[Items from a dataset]
================
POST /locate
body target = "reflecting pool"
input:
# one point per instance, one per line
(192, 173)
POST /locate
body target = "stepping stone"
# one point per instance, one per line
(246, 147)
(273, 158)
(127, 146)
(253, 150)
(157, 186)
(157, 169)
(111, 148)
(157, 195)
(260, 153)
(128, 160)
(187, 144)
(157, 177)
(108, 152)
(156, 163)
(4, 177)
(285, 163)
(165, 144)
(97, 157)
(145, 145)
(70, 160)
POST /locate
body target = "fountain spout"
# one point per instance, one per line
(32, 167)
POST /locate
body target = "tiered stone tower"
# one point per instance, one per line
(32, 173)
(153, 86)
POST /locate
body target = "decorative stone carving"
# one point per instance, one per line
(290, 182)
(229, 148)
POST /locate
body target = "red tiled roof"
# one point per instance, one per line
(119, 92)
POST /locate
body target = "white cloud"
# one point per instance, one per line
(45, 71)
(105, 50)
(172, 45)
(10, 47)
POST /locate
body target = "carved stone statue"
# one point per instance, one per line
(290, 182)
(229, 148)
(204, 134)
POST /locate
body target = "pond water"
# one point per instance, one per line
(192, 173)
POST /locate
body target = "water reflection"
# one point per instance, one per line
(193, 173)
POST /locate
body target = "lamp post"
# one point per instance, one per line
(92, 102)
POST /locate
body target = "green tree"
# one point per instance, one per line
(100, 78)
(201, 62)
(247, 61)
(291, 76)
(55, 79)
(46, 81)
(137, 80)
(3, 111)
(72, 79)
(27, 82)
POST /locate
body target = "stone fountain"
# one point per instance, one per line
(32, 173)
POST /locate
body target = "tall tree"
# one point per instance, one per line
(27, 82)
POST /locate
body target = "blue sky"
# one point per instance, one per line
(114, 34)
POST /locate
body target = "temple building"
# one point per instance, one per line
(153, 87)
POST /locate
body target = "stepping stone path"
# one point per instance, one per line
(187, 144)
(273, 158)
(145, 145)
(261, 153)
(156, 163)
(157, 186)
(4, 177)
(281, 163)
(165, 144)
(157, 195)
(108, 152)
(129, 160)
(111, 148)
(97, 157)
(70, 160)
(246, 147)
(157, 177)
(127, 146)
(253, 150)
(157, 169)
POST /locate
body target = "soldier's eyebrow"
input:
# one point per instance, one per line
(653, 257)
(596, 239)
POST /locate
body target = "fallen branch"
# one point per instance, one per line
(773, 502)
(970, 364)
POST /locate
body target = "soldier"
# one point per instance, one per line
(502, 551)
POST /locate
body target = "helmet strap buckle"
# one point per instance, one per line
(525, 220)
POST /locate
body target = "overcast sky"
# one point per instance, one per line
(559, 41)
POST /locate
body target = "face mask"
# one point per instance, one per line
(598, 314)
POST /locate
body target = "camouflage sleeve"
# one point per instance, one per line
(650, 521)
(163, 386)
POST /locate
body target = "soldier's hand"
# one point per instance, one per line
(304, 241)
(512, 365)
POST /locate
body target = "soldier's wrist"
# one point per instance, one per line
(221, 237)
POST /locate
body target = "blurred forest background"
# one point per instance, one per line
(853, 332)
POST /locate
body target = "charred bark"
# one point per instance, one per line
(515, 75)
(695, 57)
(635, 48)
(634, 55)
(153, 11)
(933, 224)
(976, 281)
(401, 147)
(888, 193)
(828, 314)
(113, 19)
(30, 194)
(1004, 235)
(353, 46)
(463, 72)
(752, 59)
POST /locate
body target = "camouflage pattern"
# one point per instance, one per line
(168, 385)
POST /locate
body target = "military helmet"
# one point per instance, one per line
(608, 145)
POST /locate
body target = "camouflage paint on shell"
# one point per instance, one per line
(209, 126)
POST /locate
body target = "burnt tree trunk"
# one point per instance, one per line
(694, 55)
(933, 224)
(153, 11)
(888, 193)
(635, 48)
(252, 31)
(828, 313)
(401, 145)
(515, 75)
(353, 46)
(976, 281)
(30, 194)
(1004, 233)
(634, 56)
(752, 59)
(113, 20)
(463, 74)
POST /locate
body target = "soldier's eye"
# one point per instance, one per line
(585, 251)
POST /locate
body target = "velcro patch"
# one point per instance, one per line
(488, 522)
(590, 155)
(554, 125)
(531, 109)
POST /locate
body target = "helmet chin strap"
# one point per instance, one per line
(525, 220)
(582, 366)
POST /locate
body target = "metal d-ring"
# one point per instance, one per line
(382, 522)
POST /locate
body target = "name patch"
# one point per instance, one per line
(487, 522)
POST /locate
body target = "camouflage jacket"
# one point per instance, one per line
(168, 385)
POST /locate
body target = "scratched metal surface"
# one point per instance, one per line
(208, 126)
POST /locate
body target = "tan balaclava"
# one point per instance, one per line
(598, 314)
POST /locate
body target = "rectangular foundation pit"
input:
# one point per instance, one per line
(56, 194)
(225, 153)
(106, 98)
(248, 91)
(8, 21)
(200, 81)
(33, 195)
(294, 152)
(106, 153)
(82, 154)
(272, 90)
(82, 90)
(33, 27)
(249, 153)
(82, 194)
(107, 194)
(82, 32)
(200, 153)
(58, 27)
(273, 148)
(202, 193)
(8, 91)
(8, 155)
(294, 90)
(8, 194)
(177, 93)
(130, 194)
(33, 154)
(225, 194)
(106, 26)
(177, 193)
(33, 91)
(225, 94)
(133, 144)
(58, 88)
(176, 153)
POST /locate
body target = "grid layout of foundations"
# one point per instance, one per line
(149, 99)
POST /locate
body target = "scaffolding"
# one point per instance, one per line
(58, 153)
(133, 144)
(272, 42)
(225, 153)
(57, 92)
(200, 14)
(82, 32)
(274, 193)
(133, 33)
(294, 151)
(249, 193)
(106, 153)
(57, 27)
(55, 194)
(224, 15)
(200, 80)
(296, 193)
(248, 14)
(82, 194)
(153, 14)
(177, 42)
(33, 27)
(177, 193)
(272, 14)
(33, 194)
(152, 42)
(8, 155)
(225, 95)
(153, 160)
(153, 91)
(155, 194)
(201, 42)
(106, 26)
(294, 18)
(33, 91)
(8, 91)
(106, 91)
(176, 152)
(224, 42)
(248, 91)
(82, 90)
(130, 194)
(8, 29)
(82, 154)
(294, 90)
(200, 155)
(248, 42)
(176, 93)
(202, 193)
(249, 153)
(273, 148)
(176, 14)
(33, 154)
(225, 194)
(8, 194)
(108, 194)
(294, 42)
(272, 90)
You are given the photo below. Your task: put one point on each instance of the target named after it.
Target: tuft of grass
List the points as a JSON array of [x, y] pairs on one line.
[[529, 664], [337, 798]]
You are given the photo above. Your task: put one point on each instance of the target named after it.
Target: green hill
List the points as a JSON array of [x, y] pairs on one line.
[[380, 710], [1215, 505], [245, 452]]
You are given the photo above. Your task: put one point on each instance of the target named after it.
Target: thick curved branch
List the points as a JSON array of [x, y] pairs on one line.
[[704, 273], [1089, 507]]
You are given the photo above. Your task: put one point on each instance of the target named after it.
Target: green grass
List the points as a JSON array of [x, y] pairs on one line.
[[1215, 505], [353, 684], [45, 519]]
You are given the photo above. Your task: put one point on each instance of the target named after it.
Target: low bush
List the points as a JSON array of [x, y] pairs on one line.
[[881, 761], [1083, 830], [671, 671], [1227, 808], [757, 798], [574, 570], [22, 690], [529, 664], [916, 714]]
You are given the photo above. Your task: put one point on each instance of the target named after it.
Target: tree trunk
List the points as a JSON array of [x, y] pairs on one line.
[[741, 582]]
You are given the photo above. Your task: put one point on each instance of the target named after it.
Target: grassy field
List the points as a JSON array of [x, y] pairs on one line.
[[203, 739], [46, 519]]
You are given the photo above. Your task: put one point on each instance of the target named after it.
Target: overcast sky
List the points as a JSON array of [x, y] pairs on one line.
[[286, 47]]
================
§ **What is needed**
The lines above should be printed again, exactly as they are.

§ **Answer for this exercise**
POST /locate
body target = "reflecting pool"
input:
# one point per instance, one per line
(192, 173)
POST /locate
body target = "stepping stone"
# one point per instance, one per line
(246, 147)
(273, 158)
(127, 146)
(253, 150)
(157, 186)
(157, 169)
(111, 148)
(157, 195)
(260, 153)
(128, 160)
(187, 144)
(157, 177)
(108, 152)
(156, 163)
(4, 177)
(285, 163)
(165, 144)
(97, 157)
(145, 145)
(70, 160)
POST /locate
body target = "fountain spout"
# one point per instance, one per line
(32, 167)
POST /locate
body target = "tiered stone tower"
# one point per instance, one per line
(32, 173)
(153, 86)
POST /locate
body target = "decorative stone carving"
# one point per instance, one per line
(290, 182)
(229, 148)
POST /locate
body target = "red tiled roof"
# one point per instance, one per line
(119, 92)
POST /locate
body target = "white cloud"
# one point per instance, one per line
(45, 71)
(105, 50)
(172, 45)
(10, 47)
POST /locate
body target = "carved stone statue"
# one point per instance, one per line
(290, 182)
(229, 148)
(204, 134)
POST /locate
body target = "pond water"
# one point per instance, one per line
(192, 173)
POST /locate
body target = "water reflection"
# one point per instance, one per line
(193, 173)
POST /locate
body target = "lamp post"
# one point per instance, one per line
(92, 102)
POST /locate
body target = "green tree"
# one point per instance, one per line
(100, 78)
(201, 62)
(247, 61)
(291, 76)
(55, 79)
(46, 81)
(137, 80)
(3, 111)
(72, 79)
(27, 82)
POST /locate
body target = "stone fountain"
# one point per instance, one per line
(32, 173)
POST /locate
body target = "tall tree"
# one point per instance, one per line
(27, 82)
POST /locate
body target = "blue sky"
# one point per instance, one per line
(114, 34)
POST /locate
body target = "temple building"
# one point per instance, one per line
(153, 87)
POST /locate
body target = "stepping stone path"
# one point per instance, one per line
(187, 144)
(273, 158)
(145, 145)
(261, 153)
(156, 163)
(157, 186)
(4, 177)
(281, 163)
(165, 144)
(157, 195)
(108, 152)
(129, 160)
(111, 148)
(97, 157)
(70, 160)
(246, 147)
(157, 177)
(127, 146)
(253, 150)
(157, 169)
POST /locate
body target = "soldier's eyebrow"
input:
# one point per instance, one per line
(653, 257)
(596, 239)
POST /locate
body target = "fallen branch"
# one point per instance, one per line
(773, 502)
(970, 364)
POST /locate
body target = "soldier"
# one point per instance, one per line
(502, 551)
POST /locate
body target = "helmet strap buckle"
# one point per instance, one per line
(525, 220)
POST /locate
body target = "overcast sky"
# one point per instance, one per line
(559, 41)
POST /locate
body target = "face mask"
# one point per instance, one per line
(598, 314)
POST /locate
body target = "camouflage sleeve"
# one point per instance, one per line
(650, 521)
(163, 386)
POST /locate
body target = "soldier's hand"
# one point per instance, one per line
(304, 241)
(512, 365)
POST /locate
body target = "soldier's wrist"
# one point per instance, one per line
(221, 237)
POST /locate
body target = "blurred forest background"
# one point per instance, one per line
(853, 332)
POST /locate
body target = "charred bark"
# one point per instance, one per line
(515, 75)
(695, 57)
(635, 48)
(634, 55)
(153, 11)
(933, 224)
(976, 281)
(401, 147)
(888, 193)
(828, 314)
(113, 19)
(30, 194)
(1004, 235)
(353, 46)
(463, 72)
(752, 59)
POST /locate
body target = "camouflage pattern"
# one point per instance, one per line
(168, 385)
POST /locate
body target = "military helmet"
# one point per instance, one per line
(608, 145)
POST /locate
body target = "camouflage paint on shell"
# one point per instance, one per line
(209, 126)
POST /locate
body target = "burnt tree trunk"
# one point per instance, one per line
(694, 55)
(933, 224)
(153, 11)
(888, 193)
(635, 48)
(252, 31)
(828, 313)
(401, 145)
(515, 75)
(353, 46)
(976, 281)
(30, 194)
(1004, 233)
(634, 56)
(752, 59)
(113, 20)
(463, 74)
POST /locate
body target = "soldier's eye"
# one point per instance, one per line
(585, 251)
POST /locate
body target = "velcro patch"
# one point per instance, one per line
(488, 522)
(590, 155)
(554, 125)
(531, 109)
POST /locate
body target = "helmet chin strap"
# one point per instance, one per line
(525, 220)
(582, 366)
POST /locate
body target = "metal d-ring"
# one point per instance, one per line
(382, 522)
POST /locate
body target = "name patch"
# one point per instance, one per line
(487, 522)
POST /locate
body target = "camouflage jacket"
# one point per instance, one per line
(168, 385)
POST /locate
body target = "scratched metal surface"
# one point per instance, one per line
(208, 126)
POST /locate
body target = "tan balaclava"
# one point per instance, one per line
(598, 314)
POST /locate
body target = "rectangular foundation pit"
input:
# one point per instance, one per line
(56, 194)
(225, 153)
(106, 98)
(248, 91)
(8, 21)
(200, 81)
(33, 195)
(294, 152)
(106, 153)
(82, 154)
(272, 90)
(82, 90)
(33, 27)
(249, 153)
(82, 194)
(107, 194)
(82, 32)
(200, 153)
(58, 27)
(273, 148)
(202, 193)
(8, 91)
(8, 155)
(294, 90)
(8, 194)
(177, 93)
(130, 194)
(33, 154)
(225, 194)
(106, 26)
(177, 193)
(33, 91)
(225, 94)
(133, 144)
(58, 88)
(176, 153)
POST /locate
body target = "grid layout of foundations"
# one point per instance, one per line
(149, 99)
POST /locate
body target = "scaffolding"
# one point per instance, one per line
(58, 153)
(133, 144)
(272, 42)
(225, 153)
(57, 92)
(200, 14)
(82, 32)
(274, 193)
(133, 33)
(294, 151)
(249, 193)
(106, 153)
(57, 27)
(55, 194)
(224, 15)
(200, 80)
(296, 193)
(248, 14)
(82, 194)
(153, 14)
(177, 42)
(33, 27)
(177, 193)
(272, 14)
(33, 194)
(152, 42)
(8, 155)
(225, 95)
(153, 160)
(153, 91)
(155, 194)
(201, 42)
(106, 26)
(294, 18)
(33, 91)
(8, 91)
(106, 91)
(176, 152)
(224, 42)
(248, 91)
(82, 90)
(130, 194)
(8, 29)
(82, 154)
(294, 90)
(200, 155)
(248, 42)
(176, 93)
(202, 193)
(249, 153)
(273, 148)
(176, 14)
(33, 154)
(225, 194)
(8, 194)
(108, 194)
(294, 42)
(272, 90)
You are given the photo below. Your task: put one point on each instance of the target named after it.
Target: tuft of grass
List the points as a JSON array of [x, y] pairs on one line.
[[529, 664], [337, 798]]
You are given the photo above. Your task: put one point on each instance of the target named after it.
Target: green hill
List the points as a JSON array of [x, y] pairs on one line.
[[380, 710], [1215, 505], [245, 452]]
You are given the photo above. Your task: put one point on each instance of the target named after it.
Target: thick curved branch
List the points as a JSON array of [x, y] pairs on one line.
[[704, 273], [1089, 507]]
You are given the photo above. Your task: put one point on each instance of the target named after it.
Target: green grass
List the points as a JSON array of [x, y] pairs on one line.
[[1215, 505], [353, 684], [45, 519]]
You are given the photo above. Your task: put one point on each instance of the target named after it.
Target: low bush
List the points as a JSON array of [x, y] pairs on one line.
[[881, 761], [1083, 830], [671, 671], [1227, 808], [757, 798], [574, 570], [22, 690], [529, 664], [916, 714]]
You are given the photo above. Your task: put one point on each instance of the target named after it.
Target: tree trunk
List the points as a JSON array of [x, y] pairs on one line.
[[741, 582]]
You are given the photo above. Your task: put one point on each instance of the target named after it.
Target: grassy field
List the points as a JSON array of [x, y] pairs on one line.
[[203, 739], [46, 519]]
You are given the photo above. Your task: put one point on each instance of the target named after it.
Target: overcast sky
List the points as a JSON array of [x, y] pairs on one line.
[[286, 47]]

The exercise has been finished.